▶ **WORK TO BE COMPLETED**:
From the line with "Practice step: label each instance of the strap buckle" to the final line of the records, reproduce every line exactly and only those lines.

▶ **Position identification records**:
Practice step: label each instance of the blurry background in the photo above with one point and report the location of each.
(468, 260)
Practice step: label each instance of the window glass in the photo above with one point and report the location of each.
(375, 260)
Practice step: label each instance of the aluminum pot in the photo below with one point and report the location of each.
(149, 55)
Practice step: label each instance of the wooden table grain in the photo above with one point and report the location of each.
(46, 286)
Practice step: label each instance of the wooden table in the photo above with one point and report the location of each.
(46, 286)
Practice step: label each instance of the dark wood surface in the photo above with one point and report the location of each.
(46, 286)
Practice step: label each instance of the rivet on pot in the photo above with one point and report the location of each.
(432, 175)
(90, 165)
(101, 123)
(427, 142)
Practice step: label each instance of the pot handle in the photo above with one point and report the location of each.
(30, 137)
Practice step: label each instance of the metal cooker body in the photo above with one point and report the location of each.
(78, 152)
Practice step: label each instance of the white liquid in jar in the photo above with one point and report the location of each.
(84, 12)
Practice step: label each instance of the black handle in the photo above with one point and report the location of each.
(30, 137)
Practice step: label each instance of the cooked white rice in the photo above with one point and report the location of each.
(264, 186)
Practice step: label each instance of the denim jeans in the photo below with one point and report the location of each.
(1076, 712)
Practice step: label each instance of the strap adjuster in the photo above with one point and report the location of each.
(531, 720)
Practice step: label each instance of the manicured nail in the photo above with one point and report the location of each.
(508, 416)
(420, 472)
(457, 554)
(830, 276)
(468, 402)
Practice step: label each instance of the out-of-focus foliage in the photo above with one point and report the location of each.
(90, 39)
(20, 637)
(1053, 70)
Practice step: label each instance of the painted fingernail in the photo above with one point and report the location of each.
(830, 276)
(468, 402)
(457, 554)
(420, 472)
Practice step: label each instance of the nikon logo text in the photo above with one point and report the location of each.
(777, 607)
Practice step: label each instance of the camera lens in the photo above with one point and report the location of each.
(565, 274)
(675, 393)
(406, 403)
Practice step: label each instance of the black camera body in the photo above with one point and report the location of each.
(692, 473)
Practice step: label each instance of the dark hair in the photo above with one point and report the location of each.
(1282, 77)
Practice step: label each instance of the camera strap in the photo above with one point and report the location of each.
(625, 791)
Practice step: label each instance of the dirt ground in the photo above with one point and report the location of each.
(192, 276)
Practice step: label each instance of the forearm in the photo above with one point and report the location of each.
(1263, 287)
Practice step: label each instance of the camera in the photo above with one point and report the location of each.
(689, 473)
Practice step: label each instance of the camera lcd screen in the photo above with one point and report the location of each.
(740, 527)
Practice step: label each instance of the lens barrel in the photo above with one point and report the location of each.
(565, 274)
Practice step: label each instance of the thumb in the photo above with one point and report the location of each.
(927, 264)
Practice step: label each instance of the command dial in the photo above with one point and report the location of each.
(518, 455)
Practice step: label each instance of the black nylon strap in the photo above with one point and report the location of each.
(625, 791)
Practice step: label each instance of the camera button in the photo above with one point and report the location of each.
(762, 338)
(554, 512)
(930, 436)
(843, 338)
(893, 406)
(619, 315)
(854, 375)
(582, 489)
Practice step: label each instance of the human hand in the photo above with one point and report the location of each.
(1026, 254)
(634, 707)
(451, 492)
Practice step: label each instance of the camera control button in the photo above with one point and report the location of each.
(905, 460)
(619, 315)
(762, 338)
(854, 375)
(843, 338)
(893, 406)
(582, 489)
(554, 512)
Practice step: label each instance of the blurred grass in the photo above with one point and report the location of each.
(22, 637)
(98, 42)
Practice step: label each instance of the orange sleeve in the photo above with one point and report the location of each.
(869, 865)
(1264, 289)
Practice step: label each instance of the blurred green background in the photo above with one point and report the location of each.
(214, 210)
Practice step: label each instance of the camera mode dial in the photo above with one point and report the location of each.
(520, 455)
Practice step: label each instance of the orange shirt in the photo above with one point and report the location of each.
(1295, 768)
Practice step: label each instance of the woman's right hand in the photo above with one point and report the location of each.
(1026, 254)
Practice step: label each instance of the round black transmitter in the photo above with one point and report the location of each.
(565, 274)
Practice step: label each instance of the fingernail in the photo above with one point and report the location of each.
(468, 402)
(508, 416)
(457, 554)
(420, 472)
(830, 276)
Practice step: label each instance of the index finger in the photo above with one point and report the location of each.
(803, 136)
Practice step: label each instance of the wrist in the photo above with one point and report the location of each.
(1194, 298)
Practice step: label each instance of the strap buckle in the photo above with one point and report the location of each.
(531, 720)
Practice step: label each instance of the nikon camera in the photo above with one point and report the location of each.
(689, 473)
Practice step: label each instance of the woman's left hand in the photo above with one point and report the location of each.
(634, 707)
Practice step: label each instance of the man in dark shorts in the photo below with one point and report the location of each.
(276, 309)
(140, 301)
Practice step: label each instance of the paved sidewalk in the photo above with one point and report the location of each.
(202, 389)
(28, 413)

▶ **REPLY TO THE EXERCISE**:
Practice step: label each instance of the strap buckle in the photo above with one point and report the location of each.
(531, 720)
Practice step: label each instance of the nikon camera in the photo above with one point and report the location of each.
(689, 473)
Practice step: label each instance of the woman's left hand in the photo above with one point and report the location of each.
(634, 707)
Practice step: label each instance of the man in dark shorts in the photo below with one point and report the location of each.
(276, 309)
(140, 301)
Practice step: label each instance of the paved sidewalk in the photo above with one point and report the location of each.
(202, 389)
(28, 413)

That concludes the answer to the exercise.